─── Data provided ───

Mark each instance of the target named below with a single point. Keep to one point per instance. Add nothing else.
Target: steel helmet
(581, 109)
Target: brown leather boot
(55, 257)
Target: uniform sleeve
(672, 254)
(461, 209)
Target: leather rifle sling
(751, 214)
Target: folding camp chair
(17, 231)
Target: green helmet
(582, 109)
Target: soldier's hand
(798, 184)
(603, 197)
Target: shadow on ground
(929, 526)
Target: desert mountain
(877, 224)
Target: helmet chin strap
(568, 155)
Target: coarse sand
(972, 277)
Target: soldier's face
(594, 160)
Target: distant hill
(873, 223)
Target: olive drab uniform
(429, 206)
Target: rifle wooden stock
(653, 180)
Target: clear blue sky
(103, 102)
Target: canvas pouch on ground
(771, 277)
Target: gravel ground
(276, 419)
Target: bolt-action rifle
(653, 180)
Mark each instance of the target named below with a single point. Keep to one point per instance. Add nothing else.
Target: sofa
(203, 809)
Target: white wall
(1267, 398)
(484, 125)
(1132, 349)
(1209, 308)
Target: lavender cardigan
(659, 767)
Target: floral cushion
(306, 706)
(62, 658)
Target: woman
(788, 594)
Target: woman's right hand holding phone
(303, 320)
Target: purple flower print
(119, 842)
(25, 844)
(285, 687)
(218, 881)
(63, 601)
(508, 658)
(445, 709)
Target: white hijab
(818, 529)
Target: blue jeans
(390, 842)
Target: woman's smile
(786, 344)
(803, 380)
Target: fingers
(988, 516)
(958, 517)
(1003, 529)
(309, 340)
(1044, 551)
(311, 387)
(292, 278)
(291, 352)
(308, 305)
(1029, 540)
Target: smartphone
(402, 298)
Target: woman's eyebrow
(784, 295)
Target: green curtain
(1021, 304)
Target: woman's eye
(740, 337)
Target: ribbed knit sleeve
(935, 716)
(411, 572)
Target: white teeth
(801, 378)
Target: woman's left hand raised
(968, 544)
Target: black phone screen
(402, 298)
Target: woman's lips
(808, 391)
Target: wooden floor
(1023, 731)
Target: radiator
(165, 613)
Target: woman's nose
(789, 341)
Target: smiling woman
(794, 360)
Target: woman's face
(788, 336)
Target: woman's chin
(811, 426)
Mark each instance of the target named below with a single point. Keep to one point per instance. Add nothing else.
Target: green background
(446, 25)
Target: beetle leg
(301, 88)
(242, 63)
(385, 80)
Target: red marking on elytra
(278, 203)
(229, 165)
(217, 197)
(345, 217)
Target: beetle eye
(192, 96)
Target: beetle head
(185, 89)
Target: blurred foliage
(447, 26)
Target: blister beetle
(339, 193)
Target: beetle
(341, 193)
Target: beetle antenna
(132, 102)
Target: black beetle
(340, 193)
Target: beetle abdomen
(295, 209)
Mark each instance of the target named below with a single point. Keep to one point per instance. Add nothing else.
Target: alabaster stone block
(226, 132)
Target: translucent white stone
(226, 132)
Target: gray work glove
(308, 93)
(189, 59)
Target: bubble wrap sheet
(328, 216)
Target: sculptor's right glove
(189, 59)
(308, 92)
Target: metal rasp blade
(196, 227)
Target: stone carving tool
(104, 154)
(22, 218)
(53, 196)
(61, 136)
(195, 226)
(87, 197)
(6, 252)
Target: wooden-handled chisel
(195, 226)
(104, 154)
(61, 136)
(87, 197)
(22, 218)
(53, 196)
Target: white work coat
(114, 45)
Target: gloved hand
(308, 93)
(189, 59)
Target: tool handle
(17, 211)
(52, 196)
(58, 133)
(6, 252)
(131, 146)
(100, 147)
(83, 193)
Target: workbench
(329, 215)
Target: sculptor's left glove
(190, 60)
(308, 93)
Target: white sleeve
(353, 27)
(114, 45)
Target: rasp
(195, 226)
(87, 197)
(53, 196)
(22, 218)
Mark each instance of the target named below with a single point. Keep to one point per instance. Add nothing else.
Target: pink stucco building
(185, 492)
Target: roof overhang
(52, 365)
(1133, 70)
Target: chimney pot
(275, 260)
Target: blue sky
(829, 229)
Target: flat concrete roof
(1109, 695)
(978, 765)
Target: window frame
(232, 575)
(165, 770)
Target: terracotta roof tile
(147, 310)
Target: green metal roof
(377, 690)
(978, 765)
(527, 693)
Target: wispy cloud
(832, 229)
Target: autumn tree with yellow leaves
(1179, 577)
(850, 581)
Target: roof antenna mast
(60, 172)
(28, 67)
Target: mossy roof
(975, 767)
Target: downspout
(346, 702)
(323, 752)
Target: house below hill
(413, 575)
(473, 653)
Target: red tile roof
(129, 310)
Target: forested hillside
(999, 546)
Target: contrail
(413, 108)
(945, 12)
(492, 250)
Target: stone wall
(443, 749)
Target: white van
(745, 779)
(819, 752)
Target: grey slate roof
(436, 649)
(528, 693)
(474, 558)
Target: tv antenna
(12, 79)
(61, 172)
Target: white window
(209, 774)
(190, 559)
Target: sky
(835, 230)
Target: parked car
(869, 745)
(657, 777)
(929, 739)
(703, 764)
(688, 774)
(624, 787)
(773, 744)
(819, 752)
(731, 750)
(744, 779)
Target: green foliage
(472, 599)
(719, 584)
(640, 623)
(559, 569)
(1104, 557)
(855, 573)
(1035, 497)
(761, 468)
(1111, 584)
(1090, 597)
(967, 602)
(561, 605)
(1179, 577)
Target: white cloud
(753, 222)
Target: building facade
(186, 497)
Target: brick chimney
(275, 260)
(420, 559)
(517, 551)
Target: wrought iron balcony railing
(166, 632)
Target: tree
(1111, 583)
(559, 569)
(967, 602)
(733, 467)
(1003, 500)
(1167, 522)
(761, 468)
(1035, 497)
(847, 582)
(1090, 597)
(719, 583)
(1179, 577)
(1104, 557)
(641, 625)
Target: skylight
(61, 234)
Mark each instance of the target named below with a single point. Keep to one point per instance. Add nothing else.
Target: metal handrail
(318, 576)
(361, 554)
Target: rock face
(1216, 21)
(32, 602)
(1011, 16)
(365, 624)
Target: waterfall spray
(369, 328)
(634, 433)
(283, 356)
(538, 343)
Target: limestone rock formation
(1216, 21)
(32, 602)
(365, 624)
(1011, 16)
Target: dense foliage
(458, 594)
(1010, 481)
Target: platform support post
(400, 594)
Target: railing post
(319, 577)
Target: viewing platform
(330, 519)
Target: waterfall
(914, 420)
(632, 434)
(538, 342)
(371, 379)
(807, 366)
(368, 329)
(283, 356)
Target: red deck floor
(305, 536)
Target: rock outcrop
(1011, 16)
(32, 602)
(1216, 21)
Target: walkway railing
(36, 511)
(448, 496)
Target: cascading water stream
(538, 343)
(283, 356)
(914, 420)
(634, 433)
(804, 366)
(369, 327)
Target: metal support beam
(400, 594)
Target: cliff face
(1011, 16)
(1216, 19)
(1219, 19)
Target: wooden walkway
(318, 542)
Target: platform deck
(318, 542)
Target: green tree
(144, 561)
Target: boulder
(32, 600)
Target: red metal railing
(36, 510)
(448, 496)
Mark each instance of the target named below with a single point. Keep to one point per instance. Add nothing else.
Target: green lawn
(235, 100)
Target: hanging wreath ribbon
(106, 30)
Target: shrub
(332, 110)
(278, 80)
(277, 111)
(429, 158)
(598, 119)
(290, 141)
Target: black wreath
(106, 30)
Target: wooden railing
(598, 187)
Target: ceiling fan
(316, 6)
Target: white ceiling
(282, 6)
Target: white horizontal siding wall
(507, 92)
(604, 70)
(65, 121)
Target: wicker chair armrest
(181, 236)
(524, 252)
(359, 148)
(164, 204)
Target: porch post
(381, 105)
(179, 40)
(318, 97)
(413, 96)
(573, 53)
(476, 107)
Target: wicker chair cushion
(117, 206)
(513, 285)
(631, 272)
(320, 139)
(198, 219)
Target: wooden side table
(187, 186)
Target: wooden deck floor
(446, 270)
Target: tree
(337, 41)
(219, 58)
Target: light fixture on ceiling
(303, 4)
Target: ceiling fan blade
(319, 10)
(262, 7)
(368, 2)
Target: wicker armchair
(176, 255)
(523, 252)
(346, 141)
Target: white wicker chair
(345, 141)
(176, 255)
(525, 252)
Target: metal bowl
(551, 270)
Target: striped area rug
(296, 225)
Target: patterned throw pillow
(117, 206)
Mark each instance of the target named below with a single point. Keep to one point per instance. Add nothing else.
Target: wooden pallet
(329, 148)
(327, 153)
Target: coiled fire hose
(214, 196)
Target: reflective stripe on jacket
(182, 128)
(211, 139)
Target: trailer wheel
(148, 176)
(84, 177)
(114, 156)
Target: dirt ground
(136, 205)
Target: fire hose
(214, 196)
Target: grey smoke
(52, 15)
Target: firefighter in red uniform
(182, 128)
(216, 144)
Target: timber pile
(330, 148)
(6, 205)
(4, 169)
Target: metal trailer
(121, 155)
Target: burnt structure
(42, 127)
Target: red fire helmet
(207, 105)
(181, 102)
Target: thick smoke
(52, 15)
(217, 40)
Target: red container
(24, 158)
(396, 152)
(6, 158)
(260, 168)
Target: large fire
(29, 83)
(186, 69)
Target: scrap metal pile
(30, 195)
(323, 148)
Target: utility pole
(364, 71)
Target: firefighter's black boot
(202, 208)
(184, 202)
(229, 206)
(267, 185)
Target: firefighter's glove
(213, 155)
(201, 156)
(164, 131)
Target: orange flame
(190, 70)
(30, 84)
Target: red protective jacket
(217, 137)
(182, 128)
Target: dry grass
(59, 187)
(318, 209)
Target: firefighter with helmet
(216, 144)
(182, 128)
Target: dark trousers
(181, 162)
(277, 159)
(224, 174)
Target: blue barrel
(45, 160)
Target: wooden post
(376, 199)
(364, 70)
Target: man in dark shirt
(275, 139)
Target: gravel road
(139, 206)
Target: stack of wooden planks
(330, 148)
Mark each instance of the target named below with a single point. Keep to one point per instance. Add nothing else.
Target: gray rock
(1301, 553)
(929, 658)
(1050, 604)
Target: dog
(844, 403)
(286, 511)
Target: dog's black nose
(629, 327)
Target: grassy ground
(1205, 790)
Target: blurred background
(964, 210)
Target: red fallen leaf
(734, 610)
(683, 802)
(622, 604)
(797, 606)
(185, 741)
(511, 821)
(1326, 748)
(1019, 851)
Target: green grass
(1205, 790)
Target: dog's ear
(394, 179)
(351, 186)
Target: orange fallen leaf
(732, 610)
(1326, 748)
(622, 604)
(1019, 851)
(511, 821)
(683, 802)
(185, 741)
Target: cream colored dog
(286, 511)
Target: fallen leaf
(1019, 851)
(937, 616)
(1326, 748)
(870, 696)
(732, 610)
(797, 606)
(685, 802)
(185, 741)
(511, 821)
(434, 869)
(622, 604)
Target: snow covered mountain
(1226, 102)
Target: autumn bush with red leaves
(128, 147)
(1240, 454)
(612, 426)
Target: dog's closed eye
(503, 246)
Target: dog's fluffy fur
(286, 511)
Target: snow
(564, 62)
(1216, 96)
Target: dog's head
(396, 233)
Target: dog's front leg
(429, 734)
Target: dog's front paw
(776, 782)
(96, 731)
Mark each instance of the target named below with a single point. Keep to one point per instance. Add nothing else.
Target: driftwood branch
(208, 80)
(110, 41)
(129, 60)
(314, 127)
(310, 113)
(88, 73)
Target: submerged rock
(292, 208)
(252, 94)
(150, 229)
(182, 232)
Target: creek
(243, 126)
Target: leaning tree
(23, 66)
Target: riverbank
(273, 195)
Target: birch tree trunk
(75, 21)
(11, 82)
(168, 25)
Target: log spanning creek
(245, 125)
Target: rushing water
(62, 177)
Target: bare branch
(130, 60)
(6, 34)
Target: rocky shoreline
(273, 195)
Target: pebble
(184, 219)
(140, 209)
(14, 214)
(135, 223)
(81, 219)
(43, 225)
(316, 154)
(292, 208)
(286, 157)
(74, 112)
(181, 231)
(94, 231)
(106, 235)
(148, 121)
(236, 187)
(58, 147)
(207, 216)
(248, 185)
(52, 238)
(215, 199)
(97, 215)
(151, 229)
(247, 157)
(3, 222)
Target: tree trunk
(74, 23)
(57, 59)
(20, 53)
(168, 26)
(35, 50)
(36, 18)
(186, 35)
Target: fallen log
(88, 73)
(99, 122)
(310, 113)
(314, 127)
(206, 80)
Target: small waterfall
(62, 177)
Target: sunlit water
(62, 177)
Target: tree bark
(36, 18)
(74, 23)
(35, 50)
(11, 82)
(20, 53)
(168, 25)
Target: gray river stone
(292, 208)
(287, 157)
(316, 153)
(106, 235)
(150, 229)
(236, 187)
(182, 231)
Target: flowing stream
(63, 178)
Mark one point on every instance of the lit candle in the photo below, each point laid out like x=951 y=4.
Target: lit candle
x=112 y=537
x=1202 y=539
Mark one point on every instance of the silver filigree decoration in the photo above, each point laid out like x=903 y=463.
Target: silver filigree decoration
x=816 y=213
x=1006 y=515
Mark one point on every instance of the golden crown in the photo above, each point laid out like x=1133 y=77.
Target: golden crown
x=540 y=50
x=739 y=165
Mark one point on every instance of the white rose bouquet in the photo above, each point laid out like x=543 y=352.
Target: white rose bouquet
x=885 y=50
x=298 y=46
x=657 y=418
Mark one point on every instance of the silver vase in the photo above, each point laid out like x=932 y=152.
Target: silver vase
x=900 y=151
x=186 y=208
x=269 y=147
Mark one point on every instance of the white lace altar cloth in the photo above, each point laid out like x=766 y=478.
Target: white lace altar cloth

───

— Brief —
Substitute "round stone" for "pebble" in the entries from the line with "Target: log spanning creek" up to and including the line with "x=1006 y=515". Return only those lines, with nothing else altered.

— Problem solution —
Target: log spanning creek
(245, 125)
Target: rushing water
(62, 177)
Target: bare branch
(130, 60)
(6, 34)
Target: rocky shoreline
(273, 195)
Target: round stone
(184, 219)
(140, 209)
(14, 214)
(135, 223)
(81, 219)
(43, 225)
(316, 154)
(292, 208)
(286, 157)
(74, 112)
(181, 231)
(94, 231)
(106, 235)
(148, 121)
(236, 187)
(58, 147)
(207, 216)
(248, 185)
(52, 238)
(215, 199)
(97, 215)
(151, 229)
(247, 157)
(3, 222)
Target: tree trunk
(74, 23)
(57, 59)
(20, 53)
(168, 26)
(35, 50)
(36, 18)
(186, 35)
Target: fallen log
(88, 73)
(99, 122)
(310, 113)
(314, 127)
(206, 80)
Target: small waterfall
(62, 177)
Target: sunlit water
(62, 177)
Target: tree bark
(36, 18)
(74, 23)
(35, 50)
(11, 82)
(20, 53)
(168, 25)
Target: gray river stone
(292, 208)
(287, 157)
(316, 153)
(106, 235)
(150, 229)
(236, 187)
(182, 231)
Target: flowing stream
(63, 178)
Mark one point on every instance of the lit candle in the photo below, each point laid out like x=951 y=4.
Target: lit candle
x=112 y=537
x=1202 y=539
Mark one point on every instance of the silver filigree decoration in the photo above, each point laid out like x=903 y=463.
Target: silver filigree decoration
x=816 y=213
x=1006 y=515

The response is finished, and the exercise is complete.